What you will do =>
1. Answer these questions from the discussion of switch contacts:
(a) How many times longer than regular reeds do mercury-wetted reed switches last?
(b) About what whetting current do telephone loops use?
(c) What does the wiki mention using?
2. Write out the part of the discussion of switch contacts from "Mercury-wetted reed switches are" up to and including "using snubber caps.".

** begin Selected extract **

Mercury-wetted reed switches are even better, but you do have to mount them with 15 degrees of vertical.

They last ten times longer than regular reeds, the contact resistance is a bit lower, and a lot more stable from one closure to the next.

Any of the noble metals can be pretty good for low current applications.

--
Bill Sloman, Sydney
Reply to
eacaws

--------------------

** Wiki mentions using snubber caps.

formatting link

Telephone loops use a whetting current of about 20mA, plus special alloys for the contacts.

.... Phil

Reply to
Phil Allison

Thanks Phil, I was going to ask the OP for a link. He could still add one if it's better.

Tangential question; How much longer is my (the) telephone land line going to exist?

'Exist' is for a long time, but say coverage down by 10-20%, from peak.

George H.

Reply to
George Herold

Mercury-wetted reed switches work even better, though you do have to mount them within 15 degrees of the vertical.

** end Selected extract **
** begin Dataset extract **

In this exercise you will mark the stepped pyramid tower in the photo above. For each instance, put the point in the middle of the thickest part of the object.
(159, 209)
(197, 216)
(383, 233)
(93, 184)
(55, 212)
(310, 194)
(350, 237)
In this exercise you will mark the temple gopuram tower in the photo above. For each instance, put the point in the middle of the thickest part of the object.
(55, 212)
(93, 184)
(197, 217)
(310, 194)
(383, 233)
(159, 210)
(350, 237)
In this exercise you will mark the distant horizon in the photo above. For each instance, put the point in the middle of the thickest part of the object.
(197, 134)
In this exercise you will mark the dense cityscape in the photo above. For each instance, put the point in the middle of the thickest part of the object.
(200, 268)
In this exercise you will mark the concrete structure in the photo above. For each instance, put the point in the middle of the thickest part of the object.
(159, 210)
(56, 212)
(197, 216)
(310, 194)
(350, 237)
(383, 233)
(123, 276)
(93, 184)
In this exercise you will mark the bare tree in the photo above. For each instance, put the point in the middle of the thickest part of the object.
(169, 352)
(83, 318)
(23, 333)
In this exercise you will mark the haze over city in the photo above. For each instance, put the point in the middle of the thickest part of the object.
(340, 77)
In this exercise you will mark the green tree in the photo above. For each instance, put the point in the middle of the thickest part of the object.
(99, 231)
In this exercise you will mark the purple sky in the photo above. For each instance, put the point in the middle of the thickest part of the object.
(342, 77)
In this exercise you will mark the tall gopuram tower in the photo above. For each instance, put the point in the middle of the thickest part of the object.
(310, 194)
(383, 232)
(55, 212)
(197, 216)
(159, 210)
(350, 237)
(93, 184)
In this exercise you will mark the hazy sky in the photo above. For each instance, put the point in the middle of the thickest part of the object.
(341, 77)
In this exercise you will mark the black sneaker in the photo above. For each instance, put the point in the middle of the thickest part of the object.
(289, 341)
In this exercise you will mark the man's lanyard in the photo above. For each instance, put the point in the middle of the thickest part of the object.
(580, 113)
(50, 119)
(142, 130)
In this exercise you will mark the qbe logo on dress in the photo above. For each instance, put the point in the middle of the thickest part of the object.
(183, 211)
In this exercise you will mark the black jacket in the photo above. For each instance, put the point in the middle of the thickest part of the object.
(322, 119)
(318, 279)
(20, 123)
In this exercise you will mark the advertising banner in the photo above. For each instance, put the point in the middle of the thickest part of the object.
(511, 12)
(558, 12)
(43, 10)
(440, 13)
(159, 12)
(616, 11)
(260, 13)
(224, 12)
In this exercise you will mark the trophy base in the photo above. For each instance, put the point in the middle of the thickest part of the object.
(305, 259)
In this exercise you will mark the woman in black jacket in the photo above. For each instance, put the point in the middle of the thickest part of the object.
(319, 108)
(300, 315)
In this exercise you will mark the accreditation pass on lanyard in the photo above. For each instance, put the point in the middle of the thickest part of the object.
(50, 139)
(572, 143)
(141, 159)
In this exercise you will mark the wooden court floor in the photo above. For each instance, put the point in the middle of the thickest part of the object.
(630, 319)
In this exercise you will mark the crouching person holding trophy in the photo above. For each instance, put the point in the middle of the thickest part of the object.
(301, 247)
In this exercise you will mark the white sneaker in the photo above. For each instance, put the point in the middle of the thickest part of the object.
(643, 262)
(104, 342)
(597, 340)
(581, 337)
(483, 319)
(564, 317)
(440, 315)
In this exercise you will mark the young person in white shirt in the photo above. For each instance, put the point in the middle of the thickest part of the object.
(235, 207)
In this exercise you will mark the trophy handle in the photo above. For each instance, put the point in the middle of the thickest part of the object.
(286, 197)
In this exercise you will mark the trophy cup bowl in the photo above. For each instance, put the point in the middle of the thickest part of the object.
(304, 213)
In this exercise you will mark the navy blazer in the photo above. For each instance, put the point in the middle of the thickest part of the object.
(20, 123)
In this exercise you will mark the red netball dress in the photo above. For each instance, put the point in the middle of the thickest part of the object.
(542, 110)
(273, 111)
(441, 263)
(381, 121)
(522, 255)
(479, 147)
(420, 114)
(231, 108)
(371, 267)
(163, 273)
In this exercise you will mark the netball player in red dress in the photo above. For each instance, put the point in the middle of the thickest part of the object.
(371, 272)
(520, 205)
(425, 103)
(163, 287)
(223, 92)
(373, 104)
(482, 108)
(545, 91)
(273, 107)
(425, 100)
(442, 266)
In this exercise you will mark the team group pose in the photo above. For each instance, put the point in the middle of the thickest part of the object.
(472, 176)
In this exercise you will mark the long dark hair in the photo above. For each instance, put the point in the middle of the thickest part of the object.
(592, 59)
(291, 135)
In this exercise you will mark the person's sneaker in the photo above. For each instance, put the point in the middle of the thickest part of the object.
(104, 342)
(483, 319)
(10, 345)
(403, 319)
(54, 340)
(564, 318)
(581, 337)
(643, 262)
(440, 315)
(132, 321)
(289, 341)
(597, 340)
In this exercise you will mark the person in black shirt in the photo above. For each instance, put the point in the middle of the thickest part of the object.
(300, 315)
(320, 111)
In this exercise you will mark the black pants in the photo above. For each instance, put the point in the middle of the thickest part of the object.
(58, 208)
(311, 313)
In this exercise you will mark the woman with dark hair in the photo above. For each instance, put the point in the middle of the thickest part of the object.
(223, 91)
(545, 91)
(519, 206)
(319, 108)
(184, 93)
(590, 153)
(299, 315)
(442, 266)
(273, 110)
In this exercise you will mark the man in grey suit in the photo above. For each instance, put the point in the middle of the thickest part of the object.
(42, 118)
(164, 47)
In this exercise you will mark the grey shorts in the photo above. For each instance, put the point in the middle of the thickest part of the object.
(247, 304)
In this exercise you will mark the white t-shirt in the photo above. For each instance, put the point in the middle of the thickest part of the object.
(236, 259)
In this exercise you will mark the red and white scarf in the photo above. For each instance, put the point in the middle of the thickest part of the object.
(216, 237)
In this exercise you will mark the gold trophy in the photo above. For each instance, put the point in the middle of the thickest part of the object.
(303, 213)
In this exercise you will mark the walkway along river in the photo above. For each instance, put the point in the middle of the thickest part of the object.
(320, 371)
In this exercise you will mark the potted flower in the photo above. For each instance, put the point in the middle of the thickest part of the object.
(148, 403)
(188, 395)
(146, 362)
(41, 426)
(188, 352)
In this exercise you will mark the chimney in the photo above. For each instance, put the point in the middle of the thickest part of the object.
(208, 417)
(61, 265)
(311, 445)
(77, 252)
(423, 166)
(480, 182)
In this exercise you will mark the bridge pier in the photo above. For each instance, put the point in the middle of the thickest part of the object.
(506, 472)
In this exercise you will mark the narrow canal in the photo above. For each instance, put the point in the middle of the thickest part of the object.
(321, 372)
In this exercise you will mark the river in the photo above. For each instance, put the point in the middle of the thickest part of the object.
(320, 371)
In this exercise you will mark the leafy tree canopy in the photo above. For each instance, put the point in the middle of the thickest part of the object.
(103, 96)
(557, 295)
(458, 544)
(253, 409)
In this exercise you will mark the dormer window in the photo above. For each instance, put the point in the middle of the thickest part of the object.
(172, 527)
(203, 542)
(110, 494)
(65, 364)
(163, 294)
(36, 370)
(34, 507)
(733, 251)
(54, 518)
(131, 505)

** end Dataset extract **

Solution set =>
1.
(a) Ten times longer.
(b) About 20mA.
(c) Snubber caps.

2.
Mercury-wetted reed switches are even better, but you do have to mount them with 15 degrees of vertical.

They last ten times longer than regular reeds, the contact resistance is a bit lower, and a lot more stable from one closure to the next.

Any of the noble metals can be pretty good for low current applications.

--
Bill Sloman, Sydney
Reply to
eacaws

--------------------

** Wiki mentions using snubber caps.